Resumiendo, Si en una primera etapa el esfuerzo del escritor reside en encontrar temas atractivos, en la segunda etapa trata de encontrar un lenguaje que vuelva atractivo cualquier tema.

Tercera etapa.

Una vez resuelto el problema del lenguaje y adquirida cierta destreza en contar una historia, tarde o temprano se presenta al escritor la interrogante vital ¿Por qué escribe?  ¿Para qué escribe? ¿Qué sentido tiene contar historias? Y viene la gran duda, la desconfianza que no suelta y que sólo cesará si llega al convencimiento  de que en sus textos hay una mirada diferente del mundo, una opinión personal del mundo, una postura, una opción, una visión de las cosas y de la literatura que le pertenece sólo a él, o al menos, así cree entenderlo. Y esto, independiente de la decodificación del lector. Este nunca decodificará  de modo coincidente  con la codificación autoral y, entre esos polos operarán diferentes experiencias sociales, epocales, sicológicas, ideológicas, es decir, opera aquello de las decisiones lectoras, potencialmente infinitas. Lo que el autor comunica es el “artefacto” como tal, su materialidad, no el trasvasamiento de sentido. Como autor ofrece una textura para que el lector la constituya  en cosmos, a veces, muy distinto a la intención del autor. Pero eso es asunto de otro cuento.

Lo que interesa en este desarrollo formativo del futuro escritor, es que ha llegado el momento de dar a nuestros escritos un fondo, una idea, un concepto que lo recorra interiormente, como las venas imperceptibles del tejido vegetal. ¿Nos interesa develar injusticias sociales? ¿Nos mueve la idea de lo fantástico? ¿Queremos alejarnos del realismo decimonónico que creía describirlo todo dentro de un mundo regido armónicamente por un sistema de leyes y principios, de relaciones causales, de sicologías bien definidas? Cortázar dice al respecto: “En mi caso, la sospecha de un orden distinto, de más secreta naturaleza y menos fácilmente comunicable, y el fértil descubrimiento de Alfred Jarry para quien  el estudio de la realidad se fundamentaba no en las leyes, sino en las excepciones a dichas leyes, constituyeron algunos de los principios  que guiaron mi búsqueda  personal  de una literatura situada más allá de las formas, exageradamente ingenuas del realismo” (Algunos Aspectos del Cuento”) ¿Me interesa, acaso, el intrincado laberinto de la sicología humana¿?¿Quiero exponer los absurdos de la existencia? En fin, me pregunto, cuál es la motivación central de mi literatura, qué deseo comunicar a otros, aunque estos otros me interpreten a su manera.

» **CONSIGNA A**: En los registros, cambia "pixel coordinates" por "pixel positions" desde la línea que contiene "Where can the passenger" hasta el final de los registros, y reescribe esas líneas sin ninguna otra modificación.
Los registros no guardan ninguna relación con el texto.

» **MATERIAL DE ENTRADA**:
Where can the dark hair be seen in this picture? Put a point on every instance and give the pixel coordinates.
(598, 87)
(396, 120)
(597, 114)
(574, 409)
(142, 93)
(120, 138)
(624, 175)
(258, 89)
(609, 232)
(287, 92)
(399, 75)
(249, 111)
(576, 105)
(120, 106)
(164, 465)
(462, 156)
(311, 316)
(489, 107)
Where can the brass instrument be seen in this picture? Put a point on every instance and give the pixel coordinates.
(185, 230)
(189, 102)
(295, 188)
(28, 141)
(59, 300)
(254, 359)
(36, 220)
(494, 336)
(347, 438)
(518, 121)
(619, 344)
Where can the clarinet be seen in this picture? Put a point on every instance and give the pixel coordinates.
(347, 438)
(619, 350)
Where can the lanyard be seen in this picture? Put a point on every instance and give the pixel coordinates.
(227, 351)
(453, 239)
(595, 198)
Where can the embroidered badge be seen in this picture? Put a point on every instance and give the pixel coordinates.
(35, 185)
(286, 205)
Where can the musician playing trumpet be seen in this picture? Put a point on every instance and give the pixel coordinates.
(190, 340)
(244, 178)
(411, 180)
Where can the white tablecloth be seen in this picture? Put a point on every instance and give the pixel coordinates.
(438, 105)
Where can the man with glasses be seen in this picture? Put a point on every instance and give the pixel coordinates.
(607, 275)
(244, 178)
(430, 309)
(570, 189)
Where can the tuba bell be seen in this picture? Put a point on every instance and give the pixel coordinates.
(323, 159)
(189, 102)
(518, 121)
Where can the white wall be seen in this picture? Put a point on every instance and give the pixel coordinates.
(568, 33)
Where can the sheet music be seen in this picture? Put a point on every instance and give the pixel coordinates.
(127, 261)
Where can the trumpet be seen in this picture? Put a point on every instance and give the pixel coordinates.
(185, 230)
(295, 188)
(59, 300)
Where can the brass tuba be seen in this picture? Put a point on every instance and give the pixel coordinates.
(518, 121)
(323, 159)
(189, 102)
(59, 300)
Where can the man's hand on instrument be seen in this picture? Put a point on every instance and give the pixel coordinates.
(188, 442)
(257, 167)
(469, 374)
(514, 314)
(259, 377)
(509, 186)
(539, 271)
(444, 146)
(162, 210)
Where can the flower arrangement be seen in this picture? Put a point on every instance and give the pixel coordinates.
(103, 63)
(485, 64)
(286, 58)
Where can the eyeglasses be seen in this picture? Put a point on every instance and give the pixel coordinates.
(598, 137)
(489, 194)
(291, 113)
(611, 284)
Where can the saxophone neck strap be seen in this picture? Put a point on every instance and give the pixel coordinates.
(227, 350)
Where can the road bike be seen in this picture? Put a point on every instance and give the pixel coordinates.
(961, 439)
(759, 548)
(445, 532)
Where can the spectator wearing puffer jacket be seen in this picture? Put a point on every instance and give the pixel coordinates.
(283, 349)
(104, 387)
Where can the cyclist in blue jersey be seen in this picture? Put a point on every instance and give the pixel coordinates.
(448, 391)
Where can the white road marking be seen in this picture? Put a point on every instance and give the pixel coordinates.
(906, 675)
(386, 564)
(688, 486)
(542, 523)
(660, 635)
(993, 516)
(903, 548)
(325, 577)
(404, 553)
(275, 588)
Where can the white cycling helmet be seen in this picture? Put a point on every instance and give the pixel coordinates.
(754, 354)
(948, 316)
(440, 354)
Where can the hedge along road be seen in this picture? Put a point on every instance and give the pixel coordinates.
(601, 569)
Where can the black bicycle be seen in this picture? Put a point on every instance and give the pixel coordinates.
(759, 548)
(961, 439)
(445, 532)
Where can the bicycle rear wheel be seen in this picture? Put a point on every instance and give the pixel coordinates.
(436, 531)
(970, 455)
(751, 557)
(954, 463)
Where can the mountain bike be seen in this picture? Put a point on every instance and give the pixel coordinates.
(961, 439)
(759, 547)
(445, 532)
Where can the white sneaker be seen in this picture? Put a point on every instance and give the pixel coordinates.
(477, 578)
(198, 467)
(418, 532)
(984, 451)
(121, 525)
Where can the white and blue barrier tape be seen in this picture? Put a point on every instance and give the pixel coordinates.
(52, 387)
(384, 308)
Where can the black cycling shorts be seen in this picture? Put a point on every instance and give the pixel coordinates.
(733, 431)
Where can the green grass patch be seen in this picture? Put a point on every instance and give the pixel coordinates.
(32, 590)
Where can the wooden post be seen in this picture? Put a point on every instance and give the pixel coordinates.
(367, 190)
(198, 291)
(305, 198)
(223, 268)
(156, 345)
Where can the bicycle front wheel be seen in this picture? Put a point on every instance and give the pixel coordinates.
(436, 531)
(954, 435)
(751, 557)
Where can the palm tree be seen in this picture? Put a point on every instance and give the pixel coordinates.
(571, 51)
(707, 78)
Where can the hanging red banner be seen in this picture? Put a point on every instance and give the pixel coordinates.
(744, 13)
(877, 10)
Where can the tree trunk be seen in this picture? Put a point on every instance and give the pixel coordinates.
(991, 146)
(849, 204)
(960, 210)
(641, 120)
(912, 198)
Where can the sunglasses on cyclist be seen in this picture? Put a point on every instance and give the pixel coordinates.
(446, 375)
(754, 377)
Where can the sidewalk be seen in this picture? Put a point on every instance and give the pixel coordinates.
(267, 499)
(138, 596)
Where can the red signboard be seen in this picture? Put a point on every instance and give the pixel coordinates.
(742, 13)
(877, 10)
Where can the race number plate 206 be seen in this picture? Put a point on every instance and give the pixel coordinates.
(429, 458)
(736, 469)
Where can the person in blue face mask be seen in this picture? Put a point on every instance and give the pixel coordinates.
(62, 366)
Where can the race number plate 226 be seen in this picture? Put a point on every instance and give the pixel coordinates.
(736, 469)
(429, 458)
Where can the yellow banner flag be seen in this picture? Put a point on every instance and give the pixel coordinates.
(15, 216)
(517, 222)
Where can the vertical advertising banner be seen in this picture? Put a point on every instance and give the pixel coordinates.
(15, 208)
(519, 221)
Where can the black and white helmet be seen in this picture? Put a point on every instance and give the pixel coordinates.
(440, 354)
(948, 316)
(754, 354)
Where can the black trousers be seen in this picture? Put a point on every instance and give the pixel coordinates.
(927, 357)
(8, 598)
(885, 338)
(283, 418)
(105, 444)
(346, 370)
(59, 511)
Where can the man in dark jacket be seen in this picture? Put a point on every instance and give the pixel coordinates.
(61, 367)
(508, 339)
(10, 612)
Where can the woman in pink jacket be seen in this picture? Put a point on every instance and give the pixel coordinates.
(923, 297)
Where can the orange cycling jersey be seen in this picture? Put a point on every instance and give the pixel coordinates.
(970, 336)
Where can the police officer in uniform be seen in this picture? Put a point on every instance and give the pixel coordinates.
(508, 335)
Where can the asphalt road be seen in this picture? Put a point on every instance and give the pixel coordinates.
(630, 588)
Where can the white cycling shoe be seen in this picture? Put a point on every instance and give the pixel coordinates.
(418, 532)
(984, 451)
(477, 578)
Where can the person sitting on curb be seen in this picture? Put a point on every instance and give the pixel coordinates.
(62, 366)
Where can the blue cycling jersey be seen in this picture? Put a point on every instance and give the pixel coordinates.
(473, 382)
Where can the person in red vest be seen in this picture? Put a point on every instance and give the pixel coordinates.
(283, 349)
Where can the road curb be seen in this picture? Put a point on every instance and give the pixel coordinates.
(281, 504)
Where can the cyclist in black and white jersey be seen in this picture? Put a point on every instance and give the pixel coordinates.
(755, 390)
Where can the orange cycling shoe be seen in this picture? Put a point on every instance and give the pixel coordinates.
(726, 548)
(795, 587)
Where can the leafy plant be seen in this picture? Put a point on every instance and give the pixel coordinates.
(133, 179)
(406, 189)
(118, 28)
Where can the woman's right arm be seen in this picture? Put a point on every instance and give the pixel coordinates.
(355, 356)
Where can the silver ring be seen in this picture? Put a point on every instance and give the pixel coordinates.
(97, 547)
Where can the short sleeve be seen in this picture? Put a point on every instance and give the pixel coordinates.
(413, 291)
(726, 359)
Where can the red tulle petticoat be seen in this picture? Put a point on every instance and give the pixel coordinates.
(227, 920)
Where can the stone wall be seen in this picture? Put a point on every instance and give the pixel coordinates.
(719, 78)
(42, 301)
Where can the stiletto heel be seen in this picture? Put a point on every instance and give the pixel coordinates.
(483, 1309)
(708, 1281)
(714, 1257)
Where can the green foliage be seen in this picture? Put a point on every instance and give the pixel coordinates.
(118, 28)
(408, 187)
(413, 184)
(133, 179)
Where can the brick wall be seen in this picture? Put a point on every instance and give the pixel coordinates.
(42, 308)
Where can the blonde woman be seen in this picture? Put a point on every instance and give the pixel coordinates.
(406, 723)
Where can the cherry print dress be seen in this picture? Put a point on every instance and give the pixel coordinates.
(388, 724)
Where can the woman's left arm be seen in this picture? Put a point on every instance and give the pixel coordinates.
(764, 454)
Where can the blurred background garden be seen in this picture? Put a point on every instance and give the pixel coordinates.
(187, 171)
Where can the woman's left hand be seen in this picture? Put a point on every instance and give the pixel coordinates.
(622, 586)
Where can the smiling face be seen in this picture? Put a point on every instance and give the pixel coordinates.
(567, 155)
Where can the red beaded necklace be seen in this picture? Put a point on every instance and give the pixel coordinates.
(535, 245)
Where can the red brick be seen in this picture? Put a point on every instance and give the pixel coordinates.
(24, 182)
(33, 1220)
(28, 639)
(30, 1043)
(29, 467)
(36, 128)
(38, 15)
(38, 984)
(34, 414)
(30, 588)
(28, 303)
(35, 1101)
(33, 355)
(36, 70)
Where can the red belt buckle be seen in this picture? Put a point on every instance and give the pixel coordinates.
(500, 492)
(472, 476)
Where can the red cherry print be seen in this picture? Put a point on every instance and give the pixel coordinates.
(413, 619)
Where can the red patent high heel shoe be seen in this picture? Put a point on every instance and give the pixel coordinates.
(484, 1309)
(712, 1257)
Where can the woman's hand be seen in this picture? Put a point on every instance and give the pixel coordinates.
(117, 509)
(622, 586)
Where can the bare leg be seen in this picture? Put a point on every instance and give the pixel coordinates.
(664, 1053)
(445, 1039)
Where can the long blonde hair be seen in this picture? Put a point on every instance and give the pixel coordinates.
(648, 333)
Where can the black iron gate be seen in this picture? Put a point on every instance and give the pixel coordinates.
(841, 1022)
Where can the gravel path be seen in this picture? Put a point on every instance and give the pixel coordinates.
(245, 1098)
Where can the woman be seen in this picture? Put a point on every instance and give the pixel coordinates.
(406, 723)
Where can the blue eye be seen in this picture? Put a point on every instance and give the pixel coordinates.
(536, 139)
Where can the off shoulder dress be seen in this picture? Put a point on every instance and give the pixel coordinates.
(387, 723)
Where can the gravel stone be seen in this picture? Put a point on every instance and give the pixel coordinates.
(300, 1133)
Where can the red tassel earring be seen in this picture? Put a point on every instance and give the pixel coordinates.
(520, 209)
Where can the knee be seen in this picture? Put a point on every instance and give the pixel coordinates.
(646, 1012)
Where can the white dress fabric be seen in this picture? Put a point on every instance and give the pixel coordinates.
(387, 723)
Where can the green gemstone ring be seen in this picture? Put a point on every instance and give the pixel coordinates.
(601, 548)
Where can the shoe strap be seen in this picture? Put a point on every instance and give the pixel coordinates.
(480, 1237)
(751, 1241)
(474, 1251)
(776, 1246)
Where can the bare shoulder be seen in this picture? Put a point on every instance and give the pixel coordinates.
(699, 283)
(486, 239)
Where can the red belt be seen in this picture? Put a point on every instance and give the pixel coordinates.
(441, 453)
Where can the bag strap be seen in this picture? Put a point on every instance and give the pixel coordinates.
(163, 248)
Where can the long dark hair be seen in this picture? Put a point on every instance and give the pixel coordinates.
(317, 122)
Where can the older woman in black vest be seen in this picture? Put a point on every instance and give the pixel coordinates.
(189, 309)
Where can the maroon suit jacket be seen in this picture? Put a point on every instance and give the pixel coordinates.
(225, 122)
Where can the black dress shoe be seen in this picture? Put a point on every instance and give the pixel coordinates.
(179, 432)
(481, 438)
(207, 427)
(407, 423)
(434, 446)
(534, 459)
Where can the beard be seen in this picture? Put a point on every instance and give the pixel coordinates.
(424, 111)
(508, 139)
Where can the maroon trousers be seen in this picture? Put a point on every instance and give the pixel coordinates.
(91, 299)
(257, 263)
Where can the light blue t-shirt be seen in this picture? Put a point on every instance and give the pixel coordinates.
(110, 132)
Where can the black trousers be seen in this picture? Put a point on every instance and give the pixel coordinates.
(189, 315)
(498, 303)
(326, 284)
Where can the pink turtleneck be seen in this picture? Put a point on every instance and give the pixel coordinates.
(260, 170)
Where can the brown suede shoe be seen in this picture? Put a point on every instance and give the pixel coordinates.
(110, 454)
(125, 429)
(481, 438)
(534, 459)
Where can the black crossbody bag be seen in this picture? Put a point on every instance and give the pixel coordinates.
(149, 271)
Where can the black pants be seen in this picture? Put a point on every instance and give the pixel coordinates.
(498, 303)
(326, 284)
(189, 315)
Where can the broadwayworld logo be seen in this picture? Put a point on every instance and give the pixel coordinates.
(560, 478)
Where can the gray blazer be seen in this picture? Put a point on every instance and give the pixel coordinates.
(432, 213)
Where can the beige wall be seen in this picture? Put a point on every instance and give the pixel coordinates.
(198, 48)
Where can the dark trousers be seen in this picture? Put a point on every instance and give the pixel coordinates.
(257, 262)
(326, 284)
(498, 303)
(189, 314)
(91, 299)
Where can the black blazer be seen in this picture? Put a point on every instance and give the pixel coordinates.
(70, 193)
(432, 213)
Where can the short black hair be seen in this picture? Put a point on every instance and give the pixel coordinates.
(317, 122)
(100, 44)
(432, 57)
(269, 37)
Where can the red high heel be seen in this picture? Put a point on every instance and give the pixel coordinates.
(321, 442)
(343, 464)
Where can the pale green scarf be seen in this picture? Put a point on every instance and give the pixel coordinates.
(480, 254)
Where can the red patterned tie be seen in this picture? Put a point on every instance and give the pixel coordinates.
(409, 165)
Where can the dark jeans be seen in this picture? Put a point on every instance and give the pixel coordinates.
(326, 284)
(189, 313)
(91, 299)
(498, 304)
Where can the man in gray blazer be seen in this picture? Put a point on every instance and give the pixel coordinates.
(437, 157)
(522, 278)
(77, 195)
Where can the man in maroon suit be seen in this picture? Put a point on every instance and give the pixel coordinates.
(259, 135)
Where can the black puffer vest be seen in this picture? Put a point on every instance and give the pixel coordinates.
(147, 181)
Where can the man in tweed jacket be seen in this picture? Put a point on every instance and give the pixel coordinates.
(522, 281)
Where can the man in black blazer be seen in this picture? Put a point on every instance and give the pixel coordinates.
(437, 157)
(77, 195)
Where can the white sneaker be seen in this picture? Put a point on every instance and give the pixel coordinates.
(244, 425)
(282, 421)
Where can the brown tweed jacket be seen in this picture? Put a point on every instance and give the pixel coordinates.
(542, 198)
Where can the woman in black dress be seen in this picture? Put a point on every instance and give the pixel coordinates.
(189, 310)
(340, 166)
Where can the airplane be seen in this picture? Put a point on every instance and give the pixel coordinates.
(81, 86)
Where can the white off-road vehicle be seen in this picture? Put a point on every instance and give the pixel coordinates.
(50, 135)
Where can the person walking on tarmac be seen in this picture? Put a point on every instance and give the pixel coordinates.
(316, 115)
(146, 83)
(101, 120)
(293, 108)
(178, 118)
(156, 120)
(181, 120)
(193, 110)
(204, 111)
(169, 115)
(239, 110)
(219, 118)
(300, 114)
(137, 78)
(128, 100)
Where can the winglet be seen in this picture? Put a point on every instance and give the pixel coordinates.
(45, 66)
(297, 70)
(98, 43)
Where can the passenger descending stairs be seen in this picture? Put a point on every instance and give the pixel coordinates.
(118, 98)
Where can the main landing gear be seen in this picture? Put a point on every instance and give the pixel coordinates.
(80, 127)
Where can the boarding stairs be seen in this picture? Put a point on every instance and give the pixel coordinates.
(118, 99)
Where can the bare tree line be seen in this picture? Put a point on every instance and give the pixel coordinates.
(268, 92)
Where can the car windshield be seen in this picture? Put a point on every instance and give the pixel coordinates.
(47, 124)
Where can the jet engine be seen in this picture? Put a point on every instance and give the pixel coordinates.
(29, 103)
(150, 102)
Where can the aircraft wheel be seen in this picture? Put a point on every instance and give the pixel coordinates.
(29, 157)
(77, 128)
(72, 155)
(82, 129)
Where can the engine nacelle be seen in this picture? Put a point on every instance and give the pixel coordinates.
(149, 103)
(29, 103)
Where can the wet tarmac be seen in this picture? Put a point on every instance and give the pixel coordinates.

» **CONSIGNA B**: Reproduce sin alteraciones el pasaje del texto sobre las etapas del escritor que comienza en las palabras "Resumiendo, Si en" y termina tras las palabras "Tercera etapa.".

» **SALIDA COMPLETA A**:
Where can the passenger descending stairs be seen in this picture? Put a point on every instance and give the pixel positions.
(118, 98)
Where can the main landing gear be seen in this picture? Put a point on every instance and give the pixel positions.
(80, 127)
Where can the boarding stairs be seen in this picture? Put a point on every instance and give the pixel positions.
(118, 99)
Where can the bare tree line be seen in this picture? Put a point on every instance and give the pixel positions.
(268, 92)
Where can the car windshield be seen in this picture? Put a point on every instance and give the pixel positions.
(47, 124)
Where can the jet engine be seen in this picture? Put a point on every instance and give the pixel positions.
(29, 103)
(150, 102)
Where can the aircraft wheel be seen in this picture? Put a point on every instance and give the pixel positions.
(29, 157)
(77, 128)
(72, 155)
(82, 129)
Where can the engine nacelle be seen in this picture? Put a point on every instance and give the pixel positions.
(149, 103)
(29, 103)
Where can the wet tarmac be seen in this picture? Put a point on every instance and give the pixel positions.

» **SALIDA COMPLETA B**:
Resumiendo, Si en una primera etapa el esfuerzo del escritor reside en encontrar temas atractivos, en la segunda etapa trata de encontrar un lenguaje que vuelva atractivo cualquier tema.

Tercera etapa.